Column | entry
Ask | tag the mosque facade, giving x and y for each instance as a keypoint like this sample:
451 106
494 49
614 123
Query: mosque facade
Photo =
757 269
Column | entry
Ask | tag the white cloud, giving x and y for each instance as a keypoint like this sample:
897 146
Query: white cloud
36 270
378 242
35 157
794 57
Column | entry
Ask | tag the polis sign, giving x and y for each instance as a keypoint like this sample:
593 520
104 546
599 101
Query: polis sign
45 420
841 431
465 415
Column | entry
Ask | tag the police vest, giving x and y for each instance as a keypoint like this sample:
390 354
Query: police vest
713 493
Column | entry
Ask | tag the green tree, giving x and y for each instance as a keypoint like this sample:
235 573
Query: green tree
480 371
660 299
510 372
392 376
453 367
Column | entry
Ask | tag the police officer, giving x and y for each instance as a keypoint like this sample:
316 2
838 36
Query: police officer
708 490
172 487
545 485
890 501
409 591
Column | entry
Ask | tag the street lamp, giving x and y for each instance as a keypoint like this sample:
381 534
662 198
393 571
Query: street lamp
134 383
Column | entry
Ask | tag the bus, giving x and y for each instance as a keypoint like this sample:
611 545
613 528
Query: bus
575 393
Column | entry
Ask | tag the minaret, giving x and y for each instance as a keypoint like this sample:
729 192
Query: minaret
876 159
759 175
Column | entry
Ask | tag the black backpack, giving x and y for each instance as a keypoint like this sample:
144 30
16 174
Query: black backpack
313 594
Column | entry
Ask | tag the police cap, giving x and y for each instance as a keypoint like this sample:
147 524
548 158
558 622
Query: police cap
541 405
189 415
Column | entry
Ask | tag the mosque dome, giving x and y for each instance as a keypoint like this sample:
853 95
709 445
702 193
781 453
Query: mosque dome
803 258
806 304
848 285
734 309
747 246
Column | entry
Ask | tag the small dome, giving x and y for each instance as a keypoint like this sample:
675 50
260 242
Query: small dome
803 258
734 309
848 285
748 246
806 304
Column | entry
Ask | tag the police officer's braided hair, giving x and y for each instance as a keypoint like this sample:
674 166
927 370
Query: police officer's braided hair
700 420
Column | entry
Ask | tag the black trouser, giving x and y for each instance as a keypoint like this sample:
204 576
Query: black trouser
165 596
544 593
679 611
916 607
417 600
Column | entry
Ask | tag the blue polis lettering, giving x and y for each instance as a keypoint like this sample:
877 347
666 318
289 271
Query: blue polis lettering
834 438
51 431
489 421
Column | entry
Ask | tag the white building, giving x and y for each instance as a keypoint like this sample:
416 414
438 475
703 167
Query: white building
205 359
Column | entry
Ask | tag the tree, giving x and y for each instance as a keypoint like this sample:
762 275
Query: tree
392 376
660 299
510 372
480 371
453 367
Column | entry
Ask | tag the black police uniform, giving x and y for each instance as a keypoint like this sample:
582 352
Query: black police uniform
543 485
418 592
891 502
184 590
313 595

= Instructions for the task =
Go through the records above and copy each line where "facade" is found.

= Worked solution =
Ask | tag the mosque facade, giving x and y for each instance as a keypoint like this sample:
Query: mosque facade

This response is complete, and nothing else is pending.